**What to do**
Rescale everything from the line containing "marching soldier |" down to the end of the items, and write out all those lines again with their requests included. Multiply every coordinate in the answers by 2.4 and round each to the nearest whole number, with halves rounding up.

**Excerpted records**
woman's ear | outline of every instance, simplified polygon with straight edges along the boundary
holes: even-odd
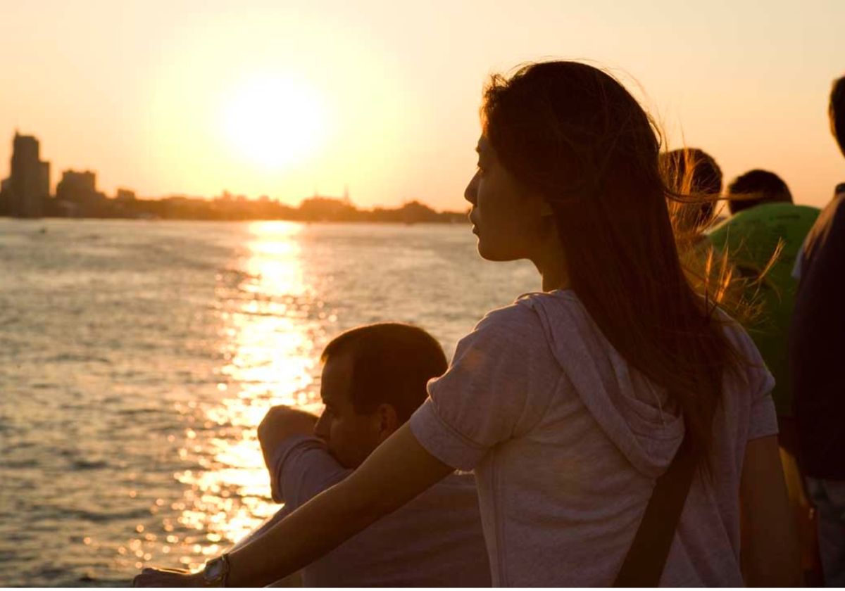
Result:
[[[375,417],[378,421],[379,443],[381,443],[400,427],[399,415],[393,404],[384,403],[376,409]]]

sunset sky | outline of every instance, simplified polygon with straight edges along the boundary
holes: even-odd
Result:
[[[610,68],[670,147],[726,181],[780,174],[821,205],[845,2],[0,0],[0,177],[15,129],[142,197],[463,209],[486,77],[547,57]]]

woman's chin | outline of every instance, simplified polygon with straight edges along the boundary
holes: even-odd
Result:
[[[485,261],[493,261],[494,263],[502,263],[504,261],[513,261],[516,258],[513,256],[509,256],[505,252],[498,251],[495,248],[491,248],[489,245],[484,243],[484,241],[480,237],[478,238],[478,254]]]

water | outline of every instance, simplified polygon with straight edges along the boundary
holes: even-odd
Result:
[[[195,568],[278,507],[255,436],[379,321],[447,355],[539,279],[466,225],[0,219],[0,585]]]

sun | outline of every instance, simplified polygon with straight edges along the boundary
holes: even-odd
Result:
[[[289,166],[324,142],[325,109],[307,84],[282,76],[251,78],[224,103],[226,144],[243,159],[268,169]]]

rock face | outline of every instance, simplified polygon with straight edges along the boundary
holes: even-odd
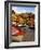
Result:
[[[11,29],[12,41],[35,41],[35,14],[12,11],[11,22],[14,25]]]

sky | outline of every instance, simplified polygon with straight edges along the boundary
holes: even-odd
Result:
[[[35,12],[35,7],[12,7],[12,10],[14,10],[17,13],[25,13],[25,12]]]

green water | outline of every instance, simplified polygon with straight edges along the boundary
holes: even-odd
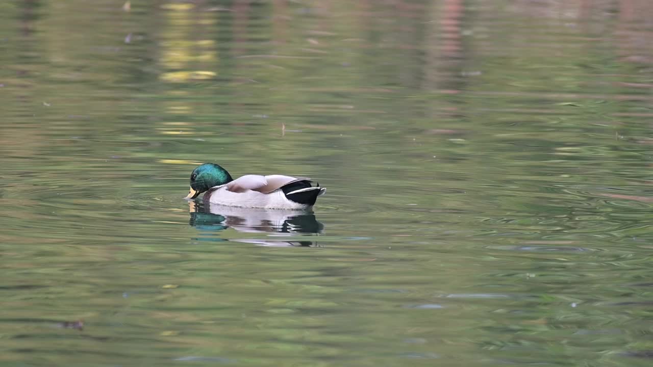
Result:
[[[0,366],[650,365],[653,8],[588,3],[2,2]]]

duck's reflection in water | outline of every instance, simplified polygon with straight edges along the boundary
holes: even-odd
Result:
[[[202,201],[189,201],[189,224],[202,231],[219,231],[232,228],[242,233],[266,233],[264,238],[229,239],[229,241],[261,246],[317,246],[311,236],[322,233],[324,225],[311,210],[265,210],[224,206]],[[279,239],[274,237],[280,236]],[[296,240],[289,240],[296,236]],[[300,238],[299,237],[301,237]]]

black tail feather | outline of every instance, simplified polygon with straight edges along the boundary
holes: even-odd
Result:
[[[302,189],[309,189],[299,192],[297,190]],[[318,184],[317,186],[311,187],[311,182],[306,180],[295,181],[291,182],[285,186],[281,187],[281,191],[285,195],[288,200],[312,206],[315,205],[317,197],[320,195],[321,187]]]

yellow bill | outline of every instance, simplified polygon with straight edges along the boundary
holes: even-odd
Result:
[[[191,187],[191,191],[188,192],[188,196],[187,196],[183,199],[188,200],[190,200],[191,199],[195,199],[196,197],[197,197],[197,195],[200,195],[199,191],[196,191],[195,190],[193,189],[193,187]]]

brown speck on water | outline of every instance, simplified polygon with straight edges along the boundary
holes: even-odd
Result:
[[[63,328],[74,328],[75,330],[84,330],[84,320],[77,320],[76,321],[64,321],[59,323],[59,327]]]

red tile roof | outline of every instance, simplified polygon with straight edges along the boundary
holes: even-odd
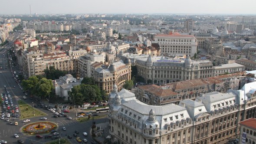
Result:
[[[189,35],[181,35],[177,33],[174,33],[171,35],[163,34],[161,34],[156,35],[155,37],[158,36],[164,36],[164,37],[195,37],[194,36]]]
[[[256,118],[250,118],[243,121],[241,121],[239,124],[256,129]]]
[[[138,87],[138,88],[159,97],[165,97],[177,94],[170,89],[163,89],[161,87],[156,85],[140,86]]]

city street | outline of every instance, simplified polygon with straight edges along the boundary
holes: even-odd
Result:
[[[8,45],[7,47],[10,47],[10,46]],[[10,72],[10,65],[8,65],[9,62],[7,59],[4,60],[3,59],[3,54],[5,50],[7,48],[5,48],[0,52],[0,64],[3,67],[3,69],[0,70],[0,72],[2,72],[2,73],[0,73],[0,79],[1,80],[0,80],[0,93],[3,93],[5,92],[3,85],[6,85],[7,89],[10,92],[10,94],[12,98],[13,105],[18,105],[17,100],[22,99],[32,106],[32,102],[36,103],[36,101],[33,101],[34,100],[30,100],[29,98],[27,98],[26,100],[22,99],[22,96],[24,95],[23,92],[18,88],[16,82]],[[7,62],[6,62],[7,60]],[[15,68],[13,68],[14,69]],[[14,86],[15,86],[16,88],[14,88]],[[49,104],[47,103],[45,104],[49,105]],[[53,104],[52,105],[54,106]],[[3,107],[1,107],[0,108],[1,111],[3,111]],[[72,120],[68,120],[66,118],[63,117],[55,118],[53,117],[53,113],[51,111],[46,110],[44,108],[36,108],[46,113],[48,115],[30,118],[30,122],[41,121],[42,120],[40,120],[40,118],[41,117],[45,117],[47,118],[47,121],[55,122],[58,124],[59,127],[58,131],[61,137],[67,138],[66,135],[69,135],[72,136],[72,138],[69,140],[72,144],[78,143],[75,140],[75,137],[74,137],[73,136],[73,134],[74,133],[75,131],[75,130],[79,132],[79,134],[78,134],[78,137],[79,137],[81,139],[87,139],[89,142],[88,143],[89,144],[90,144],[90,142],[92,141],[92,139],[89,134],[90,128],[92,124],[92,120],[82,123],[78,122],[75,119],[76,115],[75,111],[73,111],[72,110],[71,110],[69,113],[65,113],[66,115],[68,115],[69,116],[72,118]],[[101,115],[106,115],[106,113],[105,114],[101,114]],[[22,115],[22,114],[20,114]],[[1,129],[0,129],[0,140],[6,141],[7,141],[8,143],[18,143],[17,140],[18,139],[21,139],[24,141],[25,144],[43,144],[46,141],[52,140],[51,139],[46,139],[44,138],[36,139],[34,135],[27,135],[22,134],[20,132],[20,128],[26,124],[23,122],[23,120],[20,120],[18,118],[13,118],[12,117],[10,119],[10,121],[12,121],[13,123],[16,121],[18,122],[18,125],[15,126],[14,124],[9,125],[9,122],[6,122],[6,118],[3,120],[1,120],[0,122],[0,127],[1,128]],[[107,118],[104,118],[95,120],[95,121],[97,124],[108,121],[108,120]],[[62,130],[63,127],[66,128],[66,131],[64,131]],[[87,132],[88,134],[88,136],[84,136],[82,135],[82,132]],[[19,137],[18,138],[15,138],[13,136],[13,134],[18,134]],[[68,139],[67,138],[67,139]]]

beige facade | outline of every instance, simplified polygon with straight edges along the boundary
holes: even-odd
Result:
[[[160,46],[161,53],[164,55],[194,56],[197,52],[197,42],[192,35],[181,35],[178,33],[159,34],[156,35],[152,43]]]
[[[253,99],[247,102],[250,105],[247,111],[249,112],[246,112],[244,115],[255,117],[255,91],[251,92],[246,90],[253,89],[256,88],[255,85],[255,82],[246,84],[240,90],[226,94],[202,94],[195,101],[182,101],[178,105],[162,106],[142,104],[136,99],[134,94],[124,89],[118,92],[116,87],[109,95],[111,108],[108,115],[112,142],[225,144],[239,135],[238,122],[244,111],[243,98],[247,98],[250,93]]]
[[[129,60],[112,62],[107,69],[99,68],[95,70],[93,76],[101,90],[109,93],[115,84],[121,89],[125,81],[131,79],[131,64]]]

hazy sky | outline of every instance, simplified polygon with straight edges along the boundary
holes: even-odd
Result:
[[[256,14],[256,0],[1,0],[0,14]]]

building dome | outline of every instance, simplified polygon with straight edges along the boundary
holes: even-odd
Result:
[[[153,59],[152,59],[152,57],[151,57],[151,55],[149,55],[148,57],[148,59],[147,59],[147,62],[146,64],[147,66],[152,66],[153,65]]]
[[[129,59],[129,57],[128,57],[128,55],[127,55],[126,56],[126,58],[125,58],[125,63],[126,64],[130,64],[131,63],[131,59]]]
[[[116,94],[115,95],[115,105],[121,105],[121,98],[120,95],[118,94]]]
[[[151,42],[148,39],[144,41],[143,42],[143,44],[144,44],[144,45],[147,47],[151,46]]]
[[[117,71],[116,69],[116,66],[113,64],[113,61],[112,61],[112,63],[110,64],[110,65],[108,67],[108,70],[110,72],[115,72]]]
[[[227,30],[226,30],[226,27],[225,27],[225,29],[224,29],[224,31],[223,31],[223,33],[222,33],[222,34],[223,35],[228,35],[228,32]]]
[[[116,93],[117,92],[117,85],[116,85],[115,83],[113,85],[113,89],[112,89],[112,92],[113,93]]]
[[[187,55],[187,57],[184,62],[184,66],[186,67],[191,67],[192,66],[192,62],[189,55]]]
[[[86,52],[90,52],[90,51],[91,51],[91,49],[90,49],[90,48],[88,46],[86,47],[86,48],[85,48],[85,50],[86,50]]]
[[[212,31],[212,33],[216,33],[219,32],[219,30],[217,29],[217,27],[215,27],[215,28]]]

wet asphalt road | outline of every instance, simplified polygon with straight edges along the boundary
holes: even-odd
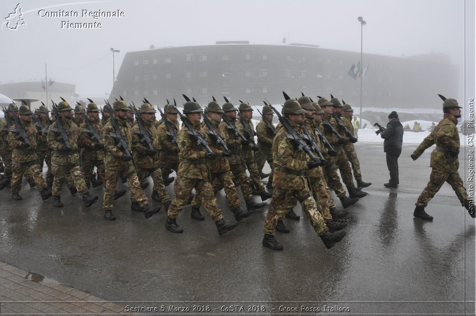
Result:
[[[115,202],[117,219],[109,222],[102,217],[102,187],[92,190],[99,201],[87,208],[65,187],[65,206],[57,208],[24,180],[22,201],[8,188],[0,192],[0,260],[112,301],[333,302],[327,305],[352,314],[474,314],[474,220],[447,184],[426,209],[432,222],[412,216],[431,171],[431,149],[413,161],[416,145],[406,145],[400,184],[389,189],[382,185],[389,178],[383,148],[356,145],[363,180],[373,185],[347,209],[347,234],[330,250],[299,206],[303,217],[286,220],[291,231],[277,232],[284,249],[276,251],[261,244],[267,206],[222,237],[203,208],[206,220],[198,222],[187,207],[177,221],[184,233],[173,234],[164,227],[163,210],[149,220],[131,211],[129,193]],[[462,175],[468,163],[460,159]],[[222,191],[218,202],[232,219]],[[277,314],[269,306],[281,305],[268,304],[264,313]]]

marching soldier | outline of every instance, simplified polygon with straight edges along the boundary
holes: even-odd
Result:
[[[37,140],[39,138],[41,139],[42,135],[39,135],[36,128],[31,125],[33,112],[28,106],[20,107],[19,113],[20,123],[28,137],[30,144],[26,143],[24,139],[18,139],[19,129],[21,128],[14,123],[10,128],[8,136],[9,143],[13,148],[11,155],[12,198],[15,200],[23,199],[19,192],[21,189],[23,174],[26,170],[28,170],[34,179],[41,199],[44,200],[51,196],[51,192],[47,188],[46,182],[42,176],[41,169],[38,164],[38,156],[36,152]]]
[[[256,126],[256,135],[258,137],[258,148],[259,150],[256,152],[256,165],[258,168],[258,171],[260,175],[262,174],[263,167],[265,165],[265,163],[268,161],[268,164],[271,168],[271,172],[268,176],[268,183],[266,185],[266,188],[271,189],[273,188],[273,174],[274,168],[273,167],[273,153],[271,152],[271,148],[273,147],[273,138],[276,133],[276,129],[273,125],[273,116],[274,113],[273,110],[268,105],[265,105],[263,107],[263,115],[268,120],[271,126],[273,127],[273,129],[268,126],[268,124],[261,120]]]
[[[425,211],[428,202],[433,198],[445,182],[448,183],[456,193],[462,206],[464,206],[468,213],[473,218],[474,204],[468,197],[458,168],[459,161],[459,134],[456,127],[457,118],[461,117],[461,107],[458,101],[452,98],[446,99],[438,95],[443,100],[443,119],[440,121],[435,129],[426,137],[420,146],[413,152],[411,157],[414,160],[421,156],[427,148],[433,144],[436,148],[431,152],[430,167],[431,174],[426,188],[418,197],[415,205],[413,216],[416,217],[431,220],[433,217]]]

**The output**
marching soldier | outline of every instance, simplified polygon with straight edges along the boundary
holes: even-odd
Result:
[[[89,336],[94,331],[98,334],[101,324],[94,324],[86,307],[74,300],[79,269],[67,254],[48,257],[46,271],[48,295],[67,329],[72,346],[62,343],[58,334],[43,334],[46,310],[50,307],[34,295],[24,307],[19,326],[22,343],[31,355],[26,372],[29,475],[36,480],[55,478],[46,461],[50,454],[55,418],[62,408],[67,408],[82,430],[98,478],[106,480],[122,470],[122,461],[113,451],[110,437],[101,422],[98,406],[91,394],[91,374],[86,365]]]
[[[614,302],[614,324],[619,329],[619,355],[622,360],[614,365],[614,396],[619,403],[619,410],[624,420],[629,418],[631,401],[636,396],[636,391],[643,386],[643,394],[650,403],[650,413],[643,422],[643,439],[638,444],[638,451],[650,454],[655,451],[655,418],[658,403],[655,401],[655,367],[650,365],[650,355],[655,353],[655,331],[662,319],[662,310],[655,300],[655,278],[658,271],[655,264],[643,252],[636,252],[631,257],[631,276],[643,288],[650,302],[655,305],[655,310],[643,302],[643,298],[626,288]]]
[[[1020,506],[1027,485],[1039,475],[1068,437],[1075,439],[1094,463],[1109,494],[1114,494],[1123,511],[1135,523],[1138,490],[1123,473],[1099,403],[1102,386],[1102,322],[1094,305],[1097,283],[1106,281],[1106,257],[1099,242],[1085,235],[1070,238],[1051,228],[1063,240],[1063,286],[1056,290],[1044,310],[1022,329],[1008,350],[991,365],[986,377],[994,384],[1010,374],[1025,355],[1039,346],[1046,355],[1034,365],[1032,401],[1034,418],[1022,451],[1003,473],[996,492],[991,518],[998,521],[1034,528],[1039,521]]]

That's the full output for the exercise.